─── The records
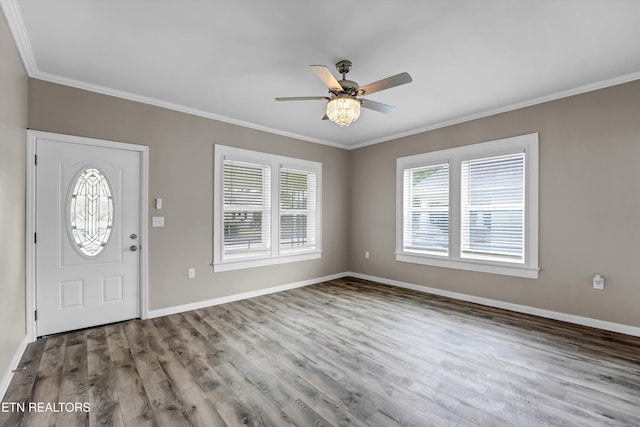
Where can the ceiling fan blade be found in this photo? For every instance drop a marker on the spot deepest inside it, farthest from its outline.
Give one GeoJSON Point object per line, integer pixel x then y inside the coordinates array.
{"type": "Point", "coordinates": [326, 76]}
{"type": "Point", "coordinates": [303, 98]}
{"type": "Point", "coordinates": [389, 82]}
{"type": "Point", "coordinates": [377, 106]}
──────
(Required work)
Return every line of the entries above as a JSON list of strings, one string per line, skipping blank lines and leaving out the pictures.

(Response for this exercise)
[
  "Where can the ceiling fan blade be found in this photo? For every instance drop a marker on the spot deepest inside it, farthest from its outline.",
  "Give one GeoJSON Point object per line, integer pixel x then y inside the coordinates array.",
  "{\"type\": \"Point\", \"coordinates\": [326, 76]}",
  "{\"type\": \"Point\", \"coordinates\": [303, 98]}",
  "{\"type\": \"Point\", \"coordinates\": [389, 82]}",
  "{\"type\": \"Point\", \"coordinates\": [377, 106]}"
]